Dominus Flevit (Latin, "the Lord wept") is a Roman Catholic church on the Mount of Olives, opposite the walls of the Old City of Jerusalem. During construction of the sanctuary, archaeologists uncovered artifacts dating back to the Canaanite period, as well as tombs from the Second Temple and Byzantine eras.

History 
According to the 19th chapter of the Gospel of Luke, Jesus, while riding toward the city of Jerusalem, becomes overwhelmed by the beauty of the Second Temple and predicting its future destruction, and the diaspora of the Jewish people, weeps openly (an event known as Flevit super illam in Latin). ()

The present church of Dominus Flevit is built upon the foundations of an earlier Byzantine church, which, like most churches, faced east. It was during the Crusader era that people began commemorating the location. After the fall of Jerusalem in 1187, the church fell into ruin. In the early sixteenth century a mosque or madrasah existed at the site, presumably built by the Turks, from the remains of the earlier church, although the exact use is disputed. This place was known as el Mansouriyeh (The Triumphant) and also el Khelweh (The Hermitage).

The Franciscans were unable to obtain the ruins, so, in 1891 they purchased a small plot of land nearby and built a small chapel there. In 1913 a small private home was built in front of the Franciscan chapel by one Miss Mellon. This home eventually passed to the Sisters of St. Joseph, who eventually sold it to a Portuguese woman.

> [Source material]

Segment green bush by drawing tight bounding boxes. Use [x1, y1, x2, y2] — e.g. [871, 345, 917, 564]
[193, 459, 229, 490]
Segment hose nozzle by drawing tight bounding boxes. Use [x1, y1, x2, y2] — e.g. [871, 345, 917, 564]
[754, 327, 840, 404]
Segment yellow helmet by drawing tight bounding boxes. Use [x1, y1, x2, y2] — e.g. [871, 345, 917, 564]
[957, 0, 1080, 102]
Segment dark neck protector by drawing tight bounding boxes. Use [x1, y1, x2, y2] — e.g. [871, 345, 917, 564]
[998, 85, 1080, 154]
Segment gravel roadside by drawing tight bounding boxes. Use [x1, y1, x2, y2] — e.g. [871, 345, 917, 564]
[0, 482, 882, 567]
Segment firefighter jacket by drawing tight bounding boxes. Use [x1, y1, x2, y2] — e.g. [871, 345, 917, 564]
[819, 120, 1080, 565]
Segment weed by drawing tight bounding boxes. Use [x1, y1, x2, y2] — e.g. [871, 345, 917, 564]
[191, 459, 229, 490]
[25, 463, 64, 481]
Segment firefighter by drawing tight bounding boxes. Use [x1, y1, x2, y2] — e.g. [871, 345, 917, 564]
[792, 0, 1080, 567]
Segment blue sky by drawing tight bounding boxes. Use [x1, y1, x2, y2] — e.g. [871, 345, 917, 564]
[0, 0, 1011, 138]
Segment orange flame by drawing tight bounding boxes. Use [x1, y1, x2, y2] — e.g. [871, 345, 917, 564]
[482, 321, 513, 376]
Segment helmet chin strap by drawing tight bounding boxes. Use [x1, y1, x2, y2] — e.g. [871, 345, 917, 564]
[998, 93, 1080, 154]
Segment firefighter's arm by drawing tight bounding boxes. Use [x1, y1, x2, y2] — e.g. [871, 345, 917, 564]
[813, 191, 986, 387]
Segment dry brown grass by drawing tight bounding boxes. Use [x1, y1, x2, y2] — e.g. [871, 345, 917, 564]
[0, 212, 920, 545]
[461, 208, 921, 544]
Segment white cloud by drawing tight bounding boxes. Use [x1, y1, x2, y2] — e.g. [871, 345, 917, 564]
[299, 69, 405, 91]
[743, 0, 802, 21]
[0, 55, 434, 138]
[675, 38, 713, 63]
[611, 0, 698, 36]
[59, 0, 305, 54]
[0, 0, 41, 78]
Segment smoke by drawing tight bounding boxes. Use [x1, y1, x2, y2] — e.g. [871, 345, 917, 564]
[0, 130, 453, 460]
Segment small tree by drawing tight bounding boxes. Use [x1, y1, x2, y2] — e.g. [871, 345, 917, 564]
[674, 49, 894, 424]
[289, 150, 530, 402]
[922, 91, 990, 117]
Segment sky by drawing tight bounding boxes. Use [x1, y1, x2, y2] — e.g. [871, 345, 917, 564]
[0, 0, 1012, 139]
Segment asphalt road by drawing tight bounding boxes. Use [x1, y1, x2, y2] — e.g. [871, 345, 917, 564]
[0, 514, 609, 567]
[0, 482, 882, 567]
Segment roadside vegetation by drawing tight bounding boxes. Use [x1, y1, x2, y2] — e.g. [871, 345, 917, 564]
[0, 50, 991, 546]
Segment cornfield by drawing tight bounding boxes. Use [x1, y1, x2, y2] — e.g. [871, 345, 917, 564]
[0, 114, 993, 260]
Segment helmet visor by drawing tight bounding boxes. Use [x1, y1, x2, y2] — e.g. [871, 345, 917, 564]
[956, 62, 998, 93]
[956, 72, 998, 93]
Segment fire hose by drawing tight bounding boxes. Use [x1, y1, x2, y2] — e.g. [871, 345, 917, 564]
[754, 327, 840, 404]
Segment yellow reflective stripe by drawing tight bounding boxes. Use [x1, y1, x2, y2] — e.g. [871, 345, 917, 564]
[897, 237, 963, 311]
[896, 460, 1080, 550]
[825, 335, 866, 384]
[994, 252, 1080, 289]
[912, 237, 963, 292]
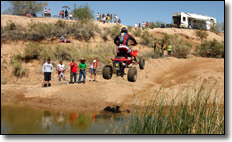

> [Problems to work on]
1) According to the Dominus Flevit text, in what year did the Franciscans buy a small plot of land near the ruins?
2) Copy, character for character, the lines of the records starting at the line containing "Segment dry brown" and ending at the line containing "[461, 208, 921, 544]", both included.

> [Solution list]
1) 1891

2)
Segment dry brown grass by drawing tight bounding boxes. Use [x1, y1, x2, y2] — e.g. [871, 345, 917, 564]
[0, 212, 920, 545]
[461, 208, 921, 544]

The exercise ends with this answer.